Exercise:
Where does the string "segment" appear in the records? Copy each line that holds it.

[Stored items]
━━━━━━━━━━━━━━━━━━━━
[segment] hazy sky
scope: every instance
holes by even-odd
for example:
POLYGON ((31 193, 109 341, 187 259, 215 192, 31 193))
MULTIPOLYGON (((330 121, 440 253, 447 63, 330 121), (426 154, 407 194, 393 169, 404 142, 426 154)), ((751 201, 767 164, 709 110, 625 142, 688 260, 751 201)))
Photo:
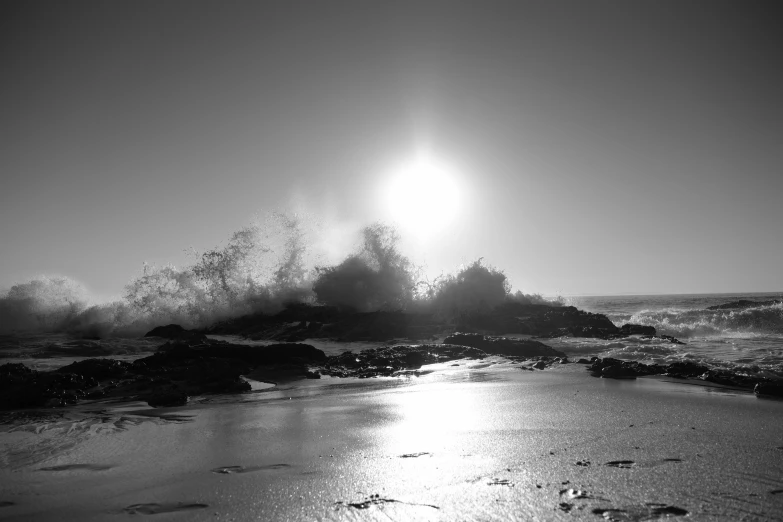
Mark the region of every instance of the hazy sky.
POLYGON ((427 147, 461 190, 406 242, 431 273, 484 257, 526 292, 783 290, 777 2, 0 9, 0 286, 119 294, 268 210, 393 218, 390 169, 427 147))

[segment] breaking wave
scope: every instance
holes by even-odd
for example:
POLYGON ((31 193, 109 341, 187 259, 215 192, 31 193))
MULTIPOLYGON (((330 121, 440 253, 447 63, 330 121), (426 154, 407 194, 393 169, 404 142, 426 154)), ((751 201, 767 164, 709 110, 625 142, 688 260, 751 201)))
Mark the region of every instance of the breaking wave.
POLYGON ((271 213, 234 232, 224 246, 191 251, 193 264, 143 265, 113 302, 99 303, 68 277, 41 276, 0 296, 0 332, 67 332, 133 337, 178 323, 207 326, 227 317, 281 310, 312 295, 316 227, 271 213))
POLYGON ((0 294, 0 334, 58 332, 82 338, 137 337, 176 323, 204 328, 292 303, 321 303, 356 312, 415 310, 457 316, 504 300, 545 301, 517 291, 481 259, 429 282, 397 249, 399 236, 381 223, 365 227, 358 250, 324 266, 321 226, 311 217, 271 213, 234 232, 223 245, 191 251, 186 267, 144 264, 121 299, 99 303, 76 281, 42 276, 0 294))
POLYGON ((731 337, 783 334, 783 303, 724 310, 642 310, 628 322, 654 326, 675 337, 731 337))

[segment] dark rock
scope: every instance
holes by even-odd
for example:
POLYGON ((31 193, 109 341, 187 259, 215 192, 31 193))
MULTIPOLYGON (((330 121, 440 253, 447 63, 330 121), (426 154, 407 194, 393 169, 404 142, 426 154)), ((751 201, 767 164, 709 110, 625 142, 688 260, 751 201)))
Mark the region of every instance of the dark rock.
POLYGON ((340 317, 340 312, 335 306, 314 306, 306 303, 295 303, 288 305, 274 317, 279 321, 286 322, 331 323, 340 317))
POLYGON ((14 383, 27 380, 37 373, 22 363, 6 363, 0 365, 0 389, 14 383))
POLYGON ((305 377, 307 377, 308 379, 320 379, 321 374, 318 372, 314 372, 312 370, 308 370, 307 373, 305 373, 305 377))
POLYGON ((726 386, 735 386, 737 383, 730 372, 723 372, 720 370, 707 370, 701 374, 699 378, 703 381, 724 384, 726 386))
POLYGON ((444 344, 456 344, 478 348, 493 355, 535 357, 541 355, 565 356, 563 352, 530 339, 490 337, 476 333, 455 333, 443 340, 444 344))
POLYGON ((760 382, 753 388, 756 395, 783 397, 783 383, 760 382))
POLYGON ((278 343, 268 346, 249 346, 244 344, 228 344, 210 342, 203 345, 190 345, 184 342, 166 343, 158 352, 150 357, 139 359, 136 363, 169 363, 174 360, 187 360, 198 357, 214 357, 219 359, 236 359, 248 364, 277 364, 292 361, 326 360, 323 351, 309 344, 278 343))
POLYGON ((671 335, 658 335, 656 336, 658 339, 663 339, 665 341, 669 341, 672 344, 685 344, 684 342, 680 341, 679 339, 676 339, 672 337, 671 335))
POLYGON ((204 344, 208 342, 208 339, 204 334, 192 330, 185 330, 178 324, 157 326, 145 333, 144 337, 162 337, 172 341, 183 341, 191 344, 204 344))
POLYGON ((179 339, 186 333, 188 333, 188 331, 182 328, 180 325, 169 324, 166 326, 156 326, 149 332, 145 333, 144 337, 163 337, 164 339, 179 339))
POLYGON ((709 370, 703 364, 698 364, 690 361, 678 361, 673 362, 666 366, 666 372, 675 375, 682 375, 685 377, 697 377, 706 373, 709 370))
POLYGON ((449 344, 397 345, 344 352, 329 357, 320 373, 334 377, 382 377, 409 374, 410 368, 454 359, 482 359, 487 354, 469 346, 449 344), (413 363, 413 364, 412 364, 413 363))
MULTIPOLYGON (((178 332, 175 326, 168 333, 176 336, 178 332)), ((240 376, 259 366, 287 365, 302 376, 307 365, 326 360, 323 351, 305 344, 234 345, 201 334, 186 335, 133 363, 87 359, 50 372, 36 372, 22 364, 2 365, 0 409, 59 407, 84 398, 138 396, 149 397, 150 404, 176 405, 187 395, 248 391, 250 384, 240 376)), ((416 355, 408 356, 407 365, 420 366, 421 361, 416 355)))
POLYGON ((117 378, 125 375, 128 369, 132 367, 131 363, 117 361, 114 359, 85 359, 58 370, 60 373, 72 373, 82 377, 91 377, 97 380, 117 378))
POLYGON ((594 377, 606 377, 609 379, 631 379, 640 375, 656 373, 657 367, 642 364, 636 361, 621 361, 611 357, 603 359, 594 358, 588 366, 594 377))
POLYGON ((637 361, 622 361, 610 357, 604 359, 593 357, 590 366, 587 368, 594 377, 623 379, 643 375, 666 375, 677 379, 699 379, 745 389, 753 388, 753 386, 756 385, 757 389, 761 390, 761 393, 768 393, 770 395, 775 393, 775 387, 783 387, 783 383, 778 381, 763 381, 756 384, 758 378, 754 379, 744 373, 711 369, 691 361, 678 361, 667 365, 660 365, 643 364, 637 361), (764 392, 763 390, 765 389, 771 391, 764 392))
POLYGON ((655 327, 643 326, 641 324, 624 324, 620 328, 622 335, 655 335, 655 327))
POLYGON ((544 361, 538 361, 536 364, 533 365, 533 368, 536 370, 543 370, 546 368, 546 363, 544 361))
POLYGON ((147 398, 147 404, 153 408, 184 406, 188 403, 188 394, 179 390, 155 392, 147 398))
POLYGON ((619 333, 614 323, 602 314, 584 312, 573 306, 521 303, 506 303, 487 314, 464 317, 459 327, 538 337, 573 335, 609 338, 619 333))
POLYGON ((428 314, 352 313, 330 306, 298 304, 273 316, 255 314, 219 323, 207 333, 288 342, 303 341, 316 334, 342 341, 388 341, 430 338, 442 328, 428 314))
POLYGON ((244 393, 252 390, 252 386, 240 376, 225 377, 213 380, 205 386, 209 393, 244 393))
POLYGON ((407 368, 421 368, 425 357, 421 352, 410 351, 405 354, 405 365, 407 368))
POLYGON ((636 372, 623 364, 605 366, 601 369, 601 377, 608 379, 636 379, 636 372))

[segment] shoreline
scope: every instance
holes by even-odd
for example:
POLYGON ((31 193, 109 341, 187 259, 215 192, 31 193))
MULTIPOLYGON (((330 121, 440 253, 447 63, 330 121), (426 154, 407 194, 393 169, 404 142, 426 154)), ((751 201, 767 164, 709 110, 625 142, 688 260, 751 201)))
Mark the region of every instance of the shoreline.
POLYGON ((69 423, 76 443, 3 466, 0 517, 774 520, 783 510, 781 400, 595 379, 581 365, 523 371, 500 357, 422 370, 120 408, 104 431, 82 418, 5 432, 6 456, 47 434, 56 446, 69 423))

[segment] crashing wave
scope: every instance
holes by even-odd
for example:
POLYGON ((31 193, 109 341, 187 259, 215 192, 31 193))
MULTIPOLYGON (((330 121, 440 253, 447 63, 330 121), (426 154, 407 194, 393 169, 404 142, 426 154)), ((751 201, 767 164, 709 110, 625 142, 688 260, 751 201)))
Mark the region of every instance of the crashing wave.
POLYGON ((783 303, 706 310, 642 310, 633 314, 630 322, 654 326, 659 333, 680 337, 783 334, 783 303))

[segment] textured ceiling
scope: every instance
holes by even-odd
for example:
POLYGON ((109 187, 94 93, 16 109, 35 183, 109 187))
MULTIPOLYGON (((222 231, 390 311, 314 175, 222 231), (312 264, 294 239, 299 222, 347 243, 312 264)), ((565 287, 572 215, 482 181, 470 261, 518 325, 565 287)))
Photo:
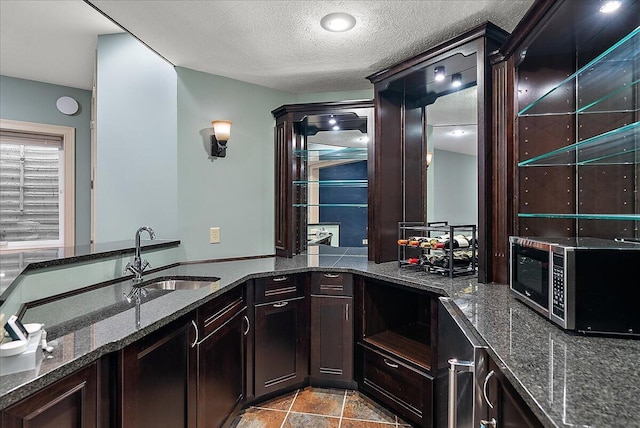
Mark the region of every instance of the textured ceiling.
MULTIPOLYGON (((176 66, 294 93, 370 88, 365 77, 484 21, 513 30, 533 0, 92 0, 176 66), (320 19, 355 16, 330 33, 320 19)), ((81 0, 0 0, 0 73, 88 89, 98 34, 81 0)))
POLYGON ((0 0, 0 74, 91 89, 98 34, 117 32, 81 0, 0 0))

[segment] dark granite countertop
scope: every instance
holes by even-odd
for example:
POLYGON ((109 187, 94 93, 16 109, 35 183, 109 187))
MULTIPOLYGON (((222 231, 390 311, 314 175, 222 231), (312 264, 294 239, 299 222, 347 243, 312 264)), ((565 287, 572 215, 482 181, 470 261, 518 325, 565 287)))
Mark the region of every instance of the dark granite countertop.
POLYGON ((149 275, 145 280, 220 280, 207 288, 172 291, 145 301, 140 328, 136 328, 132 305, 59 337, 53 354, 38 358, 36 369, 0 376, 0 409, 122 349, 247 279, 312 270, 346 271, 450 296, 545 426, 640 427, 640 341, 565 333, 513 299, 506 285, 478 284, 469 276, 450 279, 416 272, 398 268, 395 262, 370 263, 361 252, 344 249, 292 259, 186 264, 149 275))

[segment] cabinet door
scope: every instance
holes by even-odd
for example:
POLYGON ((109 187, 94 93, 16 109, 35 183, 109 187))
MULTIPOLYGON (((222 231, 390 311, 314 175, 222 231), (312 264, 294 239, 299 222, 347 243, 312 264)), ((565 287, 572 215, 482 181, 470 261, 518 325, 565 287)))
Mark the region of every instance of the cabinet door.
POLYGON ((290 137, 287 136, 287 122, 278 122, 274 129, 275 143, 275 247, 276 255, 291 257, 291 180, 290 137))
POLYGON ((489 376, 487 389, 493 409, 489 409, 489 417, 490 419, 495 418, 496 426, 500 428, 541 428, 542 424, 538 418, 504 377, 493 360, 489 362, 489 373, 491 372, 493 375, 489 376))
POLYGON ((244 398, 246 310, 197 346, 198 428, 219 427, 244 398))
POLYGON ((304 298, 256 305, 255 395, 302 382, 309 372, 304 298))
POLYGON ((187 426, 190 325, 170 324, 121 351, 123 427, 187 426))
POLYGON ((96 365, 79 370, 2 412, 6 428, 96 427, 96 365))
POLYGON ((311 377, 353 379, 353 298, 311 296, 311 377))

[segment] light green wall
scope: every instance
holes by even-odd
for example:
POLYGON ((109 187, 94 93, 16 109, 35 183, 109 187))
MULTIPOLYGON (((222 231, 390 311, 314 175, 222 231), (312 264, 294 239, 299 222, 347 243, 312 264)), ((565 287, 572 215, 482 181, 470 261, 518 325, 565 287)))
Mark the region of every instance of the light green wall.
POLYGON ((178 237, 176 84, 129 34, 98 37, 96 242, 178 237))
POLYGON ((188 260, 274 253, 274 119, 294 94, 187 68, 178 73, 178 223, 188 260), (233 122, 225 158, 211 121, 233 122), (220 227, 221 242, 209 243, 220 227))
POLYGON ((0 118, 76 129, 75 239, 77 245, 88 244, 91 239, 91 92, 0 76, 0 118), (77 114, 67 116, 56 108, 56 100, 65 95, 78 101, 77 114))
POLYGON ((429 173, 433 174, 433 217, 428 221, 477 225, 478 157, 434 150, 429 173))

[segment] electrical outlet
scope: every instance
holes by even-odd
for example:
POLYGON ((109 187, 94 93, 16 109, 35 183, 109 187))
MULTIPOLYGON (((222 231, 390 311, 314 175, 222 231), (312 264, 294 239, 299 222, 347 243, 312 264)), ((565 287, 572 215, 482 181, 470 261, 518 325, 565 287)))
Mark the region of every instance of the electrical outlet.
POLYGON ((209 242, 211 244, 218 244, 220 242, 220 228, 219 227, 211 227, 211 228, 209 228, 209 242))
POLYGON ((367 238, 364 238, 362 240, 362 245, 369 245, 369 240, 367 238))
━━━━━━━━━━━━━━━━━━━━
Written response:
[segment] hazy sky
[segment] breaking wave
[segment] dark rock
[segment] shoreline
[segment] crashing wave
[segment] textured ceiling
[segment] dark granite countertop
[segment] cabinet door
[segment] light green wall
[segment] electrical outlet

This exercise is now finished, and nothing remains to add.